Challenge.
Extract the listing in its entirety, keeping each line identical to the original.

Records provided.
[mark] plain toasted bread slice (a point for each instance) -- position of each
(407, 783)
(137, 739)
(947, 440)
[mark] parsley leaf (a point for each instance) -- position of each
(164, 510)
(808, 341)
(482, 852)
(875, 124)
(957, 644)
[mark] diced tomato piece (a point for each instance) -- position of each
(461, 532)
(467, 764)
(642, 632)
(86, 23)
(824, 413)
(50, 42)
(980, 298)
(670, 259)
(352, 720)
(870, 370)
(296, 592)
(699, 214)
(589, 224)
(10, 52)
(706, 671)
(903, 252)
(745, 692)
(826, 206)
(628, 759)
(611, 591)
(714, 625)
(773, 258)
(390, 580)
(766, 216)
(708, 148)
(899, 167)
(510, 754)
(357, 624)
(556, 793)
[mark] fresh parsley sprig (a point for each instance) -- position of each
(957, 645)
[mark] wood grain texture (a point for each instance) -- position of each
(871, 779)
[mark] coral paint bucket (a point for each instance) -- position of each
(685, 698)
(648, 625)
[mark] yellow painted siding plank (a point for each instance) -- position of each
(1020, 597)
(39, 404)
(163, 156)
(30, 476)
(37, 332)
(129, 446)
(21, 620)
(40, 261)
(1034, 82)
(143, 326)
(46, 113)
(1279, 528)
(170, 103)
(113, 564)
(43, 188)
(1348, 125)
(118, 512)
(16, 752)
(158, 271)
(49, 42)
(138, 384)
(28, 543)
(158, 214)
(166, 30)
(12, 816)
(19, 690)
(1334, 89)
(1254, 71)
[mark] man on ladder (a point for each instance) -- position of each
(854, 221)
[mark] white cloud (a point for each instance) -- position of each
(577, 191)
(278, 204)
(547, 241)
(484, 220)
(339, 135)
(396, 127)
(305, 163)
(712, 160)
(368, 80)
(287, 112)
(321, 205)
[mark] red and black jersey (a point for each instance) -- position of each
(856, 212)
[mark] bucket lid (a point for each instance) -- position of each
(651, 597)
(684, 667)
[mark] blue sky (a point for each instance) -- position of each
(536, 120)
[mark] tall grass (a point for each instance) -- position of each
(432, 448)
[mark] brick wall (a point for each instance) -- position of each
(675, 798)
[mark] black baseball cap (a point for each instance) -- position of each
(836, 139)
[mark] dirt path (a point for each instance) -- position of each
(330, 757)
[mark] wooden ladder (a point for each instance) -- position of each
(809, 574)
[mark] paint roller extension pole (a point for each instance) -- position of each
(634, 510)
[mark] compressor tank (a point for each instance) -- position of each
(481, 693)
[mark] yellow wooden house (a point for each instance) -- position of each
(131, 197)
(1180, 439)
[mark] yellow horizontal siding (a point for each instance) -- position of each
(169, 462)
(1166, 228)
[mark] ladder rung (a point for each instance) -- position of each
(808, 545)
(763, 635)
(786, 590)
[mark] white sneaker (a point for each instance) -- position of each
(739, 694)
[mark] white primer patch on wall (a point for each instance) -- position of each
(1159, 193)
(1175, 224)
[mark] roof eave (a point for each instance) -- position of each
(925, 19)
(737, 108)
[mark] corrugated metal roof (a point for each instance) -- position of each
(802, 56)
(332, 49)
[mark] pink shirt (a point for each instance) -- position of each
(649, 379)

Finished answer.
[mark] plain toasted bread slice (a point for each instance) -- position of each
(407, 783)
(137, 739)
(947, 440)
[mark] parsley leaf (a point for each instance) -- position of each
(164, 510)
(808, 341)
(482, 852)
(875, 124)
(957, 644)
[mark] diced tomato piece (a point for each instance) -- position of each
(461, 532)
(467, 764)
(642, 632)
(86, 23)
(824, 413)
(50, 42)
(980, 298)
(670, 259)
(352, 720)
(870, 370)
(296, 592)
(699, 214)
(589, 224)
(10, 52)
(706, 671)
(903, 252)
(745, 692)
(826, 206)
(628, 759)
(611, 591)
(714, 625)
(773, 258)
(390, 580)
(766, 216)
(708, 148)
(899, 167)
(510, 754)
(357, 624)
(556, 793)
[mark] fresh parsley sprig (a point for each instance) -- position of each
(957, 645)
[mark] wood grain texture (a point for each instance) -- position of each
(871, 779)
[mark] coral paint bucket (a point for each instance) -- position of each
(685, 698)
(648, 625)
[mark] yellow painted siding plank (a point for each instance) -- position of each
(1020, 597)
(39, 404)
(163, 156)
(30, 476)
(37, 332)
(129, 446)
(21, 620)
(40, 261)
(1034, 82)
(143, 326)
(46, 113)
(1279, 528)
(170, 103)
(113, 564)
(43, 188)
(1348, 125)
(118, 512)
(16, 752)
(158, 271)
(49, 42)
(138, 384)
(28, 543)
(158, 214)
(166, 30)
(12, 816)
(19, 690)
(1334, 89)
(1254, 71)
[mark] man on ladder (a point for each instance) -- position of each
(854, 221)
[mark] white cloud (a point for each instance) -- position of each
(577, 191)
(278, 204)
(547, 241)
(484, 220)
(339, 135)
(396, 127)
(305, 163)
(712, 160)
(368, 80)
(287, 112)
(321, 205)
[mark] red and black jersey (a point for each instance) -- position of each
(856, 212)
[mark] bucket lid (a point for each instance) -- position of each
(651, 597)
(684, 667)
[mark] blue sky (a point for each instance) -- position of each
(536, 120)
[mark] tall grass (a point for each instance) -- position of each
(432, 448)
[mark] brick wall (a point for each instance) -- position of each
(675, 798)
[mark] black baseball cap (a point for each instance) -- position of each
(836, 139)
[mark] dirt path (a point for each instance) -- position of each
(330, 757)
[mark] wooden ladder (a point for each instance) -- position of each
(809, 574)
[mark] paint roller extension pole (a point for each instance) -- position of each
(634, 510)
[mark] compressor tank (a point for each instance) -- position of each
(481, 693)
[mark] yellow wooden house (a point for each instance) -- position of each
(131, 197)
(1180, 439)
[mark] yellow horizontal siding (a point for each instance) -- position of each
(169, 462)
(1166, 228)
[mark] ladder rung (a point for each instance) -- position of each
(808, 545)
(763, 635)
(786, 590)
[mark] white sneaker (a point for each instance) -- position of each
(739, 694)
[mark] white primer patch on wall (a point for each instance) -- position of each
(1159, 193)
(1175, 224)
[mark] roof eave (a point for each instance) -- position of each
(925, 19)
(737, 108)
[mark] corrugated metal roof (a point for each instance) -- position of each
(802, 56)
(332, 49)
[mark] pink shirt (a point for each instance) -- position of each
(649, 379)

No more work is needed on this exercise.